> _Extracted material_:

────────────────

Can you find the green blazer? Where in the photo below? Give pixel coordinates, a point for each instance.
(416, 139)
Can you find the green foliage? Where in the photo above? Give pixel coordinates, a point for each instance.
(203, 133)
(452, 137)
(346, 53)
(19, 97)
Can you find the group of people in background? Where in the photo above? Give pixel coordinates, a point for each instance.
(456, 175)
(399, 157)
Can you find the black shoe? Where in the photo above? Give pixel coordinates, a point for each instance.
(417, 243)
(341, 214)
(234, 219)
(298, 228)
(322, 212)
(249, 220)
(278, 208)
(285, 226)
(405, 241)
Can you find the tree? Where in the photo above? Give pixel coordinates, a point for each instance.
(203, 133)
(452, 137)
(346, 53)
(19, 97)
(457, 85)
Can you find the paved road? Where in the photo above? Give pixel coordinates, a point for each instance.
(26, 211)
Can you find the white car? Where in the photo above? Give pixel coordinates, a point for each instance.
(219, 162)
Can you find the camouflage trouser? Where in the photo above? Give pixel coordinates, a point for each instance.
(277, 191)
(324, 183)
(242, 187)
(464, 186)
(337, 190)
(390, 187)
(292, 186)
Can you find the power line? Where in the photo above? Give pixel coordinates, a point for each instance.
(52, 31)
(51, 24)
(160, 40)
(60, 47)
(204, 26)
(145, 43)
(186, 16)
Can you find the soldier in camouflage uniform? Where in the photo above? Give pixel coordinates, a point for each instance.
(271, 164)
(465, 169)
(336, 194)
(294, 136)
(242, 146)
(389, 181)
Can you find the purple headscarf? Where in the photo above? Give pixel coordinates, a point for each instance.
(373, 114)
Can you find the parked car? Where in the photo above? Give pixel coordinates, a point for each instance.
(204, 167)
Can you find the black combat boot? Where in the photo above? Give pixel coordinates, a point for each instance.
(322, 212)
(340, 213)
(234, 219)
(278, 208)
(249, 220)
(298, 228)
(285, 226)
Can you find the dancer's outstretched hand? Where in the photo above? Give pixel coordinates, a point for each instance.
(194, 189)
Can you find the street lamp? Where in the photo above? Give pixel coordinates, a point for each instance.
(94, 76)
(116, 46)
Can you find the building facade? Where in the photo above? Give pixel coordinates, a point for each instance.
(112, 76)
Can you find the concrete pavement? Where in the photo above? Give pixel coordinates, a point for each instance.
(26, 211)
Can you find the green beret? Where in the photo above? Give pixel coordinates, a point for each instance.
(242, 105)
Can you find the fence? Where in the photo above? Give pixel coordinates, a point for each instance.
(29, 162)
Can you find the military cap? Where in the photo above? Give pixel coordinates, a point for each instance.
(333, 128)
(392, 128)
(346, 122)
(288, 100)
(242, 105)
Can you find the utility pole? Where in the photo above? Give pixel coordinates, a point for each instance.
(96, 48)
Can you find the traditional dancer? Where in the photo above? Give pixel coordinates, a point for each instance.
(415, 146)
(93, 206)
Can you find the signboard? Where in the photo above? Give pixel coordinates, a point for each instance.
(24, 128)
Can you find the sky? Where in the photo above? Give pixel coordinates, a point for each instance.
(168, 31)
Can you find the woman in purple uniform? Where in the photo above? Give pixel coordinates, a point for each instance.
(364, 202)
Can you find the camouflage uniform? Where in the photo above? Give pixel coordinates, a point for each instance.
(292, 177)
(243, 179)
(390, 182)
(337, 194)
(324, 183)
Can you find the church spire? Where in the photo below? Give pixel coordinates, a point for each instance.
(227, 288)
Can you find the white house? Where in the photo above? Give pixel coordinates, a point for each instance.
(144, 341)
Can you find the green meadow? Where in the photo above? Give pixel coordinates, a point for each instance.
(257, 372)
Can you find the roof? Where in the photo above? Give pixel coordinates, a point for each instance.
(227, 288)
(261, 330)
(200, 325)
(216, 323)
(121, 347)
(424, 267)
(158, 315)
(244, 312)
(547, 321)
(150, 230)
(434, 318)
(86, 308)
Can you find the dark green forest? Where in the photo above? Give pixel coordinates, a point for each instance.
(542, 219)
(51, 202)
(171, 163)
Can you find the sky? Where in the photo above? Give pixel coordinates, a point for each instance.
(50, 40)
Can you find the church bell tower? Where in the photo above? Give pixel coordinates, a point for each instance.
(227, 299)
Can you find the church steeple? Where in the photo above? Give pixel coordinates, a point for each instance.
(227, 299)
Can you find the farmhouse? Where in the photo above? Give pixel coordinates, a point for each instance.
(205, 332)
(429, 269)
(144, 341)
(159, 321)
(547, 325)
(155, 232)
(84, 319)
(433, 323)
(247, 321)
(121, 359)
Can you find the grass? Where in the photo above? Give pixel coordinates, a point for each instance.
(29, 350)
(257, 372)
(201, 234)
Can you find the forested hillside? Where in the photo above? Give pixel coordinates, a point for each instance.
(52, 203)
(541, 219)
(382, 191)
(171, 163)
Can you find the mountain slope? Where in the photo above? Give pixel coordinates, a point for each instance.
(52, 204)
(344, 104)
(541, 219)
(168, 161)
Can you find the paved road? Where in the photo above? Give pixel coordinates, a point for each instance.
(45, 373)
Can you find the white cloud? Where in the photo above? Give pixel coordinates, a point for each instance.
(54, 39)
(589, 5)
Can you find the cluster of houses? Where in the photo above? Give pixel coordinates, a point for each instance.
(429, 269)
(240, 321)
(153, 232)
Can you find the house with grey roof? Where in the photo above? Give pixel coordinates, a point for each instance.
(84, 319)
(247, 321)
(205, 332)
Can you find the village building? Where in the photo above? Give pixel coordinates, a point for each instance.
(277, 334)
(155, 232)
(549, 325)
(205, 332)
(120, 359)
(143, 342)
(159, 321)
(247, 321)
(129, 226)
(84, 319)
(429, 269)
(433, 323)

────────────────

> _Stated problem_:
Render every row above as a JSON list of strings, one string per row, leaving out any blank rows.

> _Response to the task_:
[
  "Can you find the green blazer? Where in the photo below? Give pixel coordinates, a point for each instance.",
  "(416, 139)",
  "Can you find the green foliage? Where in the photo above? Give pixel coordinates, a point for each instance.",
  "(203, 133)",
  "(452, 137)",
  "(346, 53)",
  "(19, 97)",
  "Can you find the group of people in background? Where in the photo above? Give pixel coordinates, a point for each instance.",
  "(456, 175)",
  "(399, 157)",
  "Can you find the black shoe? Where in the photo above? Give pixel coordinates, a point for each instance.",
  "(417, 243)",
  "(341, 214)",
  "(234, 219)",
  "(298, 228)",
  "(322, 212)",
  "(249, 220)",
  "(278, 208)",
  "(285, 226)",
  "(405, 241)",
  "Can you find the tree? Where in the photo above? Give pixel coordinates, a point for each instance.",
  "(203, 133)",
  "(452, 137)",
  "(346, 53)",
  "(19, 97)",
  "(457, 85)",
  "Can you find the paved road? Where in the photo above? Give pixel coordinates, a point for each instance.",
  "(26, 211)",
  "Can you find the white car? Where in the photo above? Give pixel coordinates, a point for each instance.",
  "(219, 162)",
  "Can you find the camouflage trouser? Where in the photo above? Give pixel coordinates, a point for each instance.",
  "(277, 191)",
  "(324, 183)",
  "(242, 187)",
  "(464, 186)",
  "(337, 190)",
  "(390, 187)",
  "(292, 186)",
  "Can you find the power line? Where in the photo above? Give pixel coordinates, a point for each instance.",
  "(52, 31)",
  "(51, 24)",
  "(160, 40)",
  "(60, 47)",
  "(204, 26)",
  "(145, 43)",
  "(186, 16)",
  "Can you find the soldier in camouflage uniform? Where in the photo above? Give pixel coordinates, a point for each instance.",
  "(271, 164)",
  "(465, 169)",
  "(336, 194)",
  "(294, 136)",
  "(242, 146)",
  "(389, 181)",
  "Can you find the purple headscarf? Where in the photo above? Give pixel coordinates, a point for each instance.",
  "(373, 114)",
  "Can you find the parked car? Where in the photo above? Give pixel coordinates, a point for each instance.",
  "(204, 167)",
  "Can you find the black combat boot? Where in the photo above? Give pixel coordinates, a point for each instance.",
  "(322, 212)",
  "(340, 213)",
  "(234, 219)",
  "(278, 208)",
  "(249, 220)",
  "(298, 228)",
  "(285, 226)",
  "Can you find the dancer's outstretched hand? Where in the photo above? Give pixel coordinates, a point for each instance.",
  "(194, 189)",
  "Can you find the street lamp? Where in the photo above? Give pixel coordinates, a point for each instance.",
  "(94, 76)",
  "(116, 46)",
  "Can you find the building facade? Where in the photo above? Give pixel coordinates, a point for each instance.",
  "(112, 76)",
  "Can you find the concrete pavement? Where in the photo above? Give pixel coordinates, a point for each instance.",
  "(26, 211)",
  "Can you find the green beret? Where in the photo above? Give pixel coordinates, a point for each instance.",
  "(242, 105)",
  "Can you find the fence? Where in the photo above? Give pixel coordinates, a point for each instance.",
  "(29, 162)",
  "Can you find the military cap? Where in the photo above? Give pixel coordinates, a point for each instance.",
  "(333, 128)",
  "(392, 128)",
  "(346, 122)",
  "(288, 100)",
  "(242, 105)",
  "Can you find the utility pole? Where in the photo above? Give pixel coordinates, a point for each instance.",
  "(96, 48)",
  "Can you find the traditional dancer? Where in the photo above? Give pixel coordinates, a point for each instance.",
  "(415, 146)",
  "(93, 206)",
  "Can you find the signboard? Where in the photo above? Give pixel coordinates, a point for each instance.",
  "(24, 128)",
  "Can you find the sky? Where in the photo above? Give pixel coordinates, a point for each instance.",
  "(168, 31)",
  "Can you find the woman in purple uniform? Where in the photo above? Give pixel coordinates, a point for each instance.",
  "(364, 202)",
  "Can you find the camouflage uniform? Where in the photo above? Give pixel coordinates, a point for each instance.",
  "(292, 177)",
  "(243, 179)",
  "(390, 182)",
  "(337, 194)",
  "(324, 183)",
  "Can you find the church spire? Where in the photo below? Give pixel coordinates, a point for each instance.",
  "(227, 288)",
  "Can you find the white house? Where in the photo above? Give pixel coordinates, a point for each instance.",
  "(144, 341)",
  "Can you find the green meadow? Where in the photo above? Give pixel coordinates, a point for each instance.",
  "(257, 372)",
  "Can you find the roof? Where in the photo above? Give pixel coordinates, a point for each instance.",
  "(227, 288)",
  "(261, 330)",
  "(200, 325)",
  "(216, 323)",
  "(121, 347)",
  "(424, 267)",
  "(158, 315)",
  "(244, 312)",
  "(547, 321)",
  "(150, 230)",
  "(434, 318)",
  "(86, 308)",
  "Can you find the dark green forest? Where in the photo above? Give pixel coordinates, a point for each instance.",
  "(542, 219)",
  "(51, 202)",
  "(171, 163)",
  "Can you find the sky? Where in the photo above? Give pixel coordinates, a point for each instance.",
  "(50, 40)",
  "Can you find the church bell tower? Where in the photo above? Give pixel coordinates, a point for each instance.",
  "(227, 299)",
  "Can you find the church steeple? Where in the photo above? Give pixel coordinates, a point for each instance.",
  "(227, 299)",
  "Can you find the farmhouse? Where in the photo above? Give pixel coordinates, a point for each instance.",
  "(205, 332)",
  "(429, 269)",
  "(144, 341)",
  "(159, 321)",
  "(547, 325)",
  "(155, 232)",
  "(84, 319)",
  "(433, 323)",
  "(247, 321)",
  "(121, 359)",
  "Can you find the grass? Where in the photo above? Give pixel coordinates, a point for each instance.",
  "(29, 350)",
  "(257, 372)",
  "(201, 234)",
  "Can you find the forested hillside? Where in the photo above? Give pixel coordinates, a point for each instance.",
  "(52, 203)",
  "(541, 219)",
  "(382, 191)",
  "(171, 163)",
  "Can you find the mountain slope? Where in the photo above? Give pixel coordinates, a point for each instance.",
  "(52, 204)",
  "(344, 104)",
  "(541, 219)",
  "(168, 161)",
  "Can you find the paved road? Where in the photo above? Give pixel coordinates, a point for each instance.",
  "(45, 373)",
  "Can you find the white cloud? Where in the photo above? Give pixel coordinates, a point for each instance.",
  "(54, 39)",
  "(589, 5)",
  "Can you find the cluster of houses? Where in the photo above? Give pixel coordinates, a point for each instance.",
  "(429, 269)",
  "(240, 321)",
  "(153, 232)",
  "Can you find the house with grey roof? Where in the photo above? Give pixel coordinates, a point for each instance.",
  "(84, 319)",
  "(247, 321)",
  "(205, 332)",
  "Can you find the village building? Where in the photo above? Give pixel coordinates, a point for each instance.",
  "(277, 334)",
  "(155, 232)",
  "(549, 325)",
  "(205, 332)",
  "(120, 359)",
  "(143, 342)",
  "(159, 321)",
  "(247, 321)",
  "(129, 226)",
  "(84, 319)",
  "(429, 269)",
  "(433, 323)"
]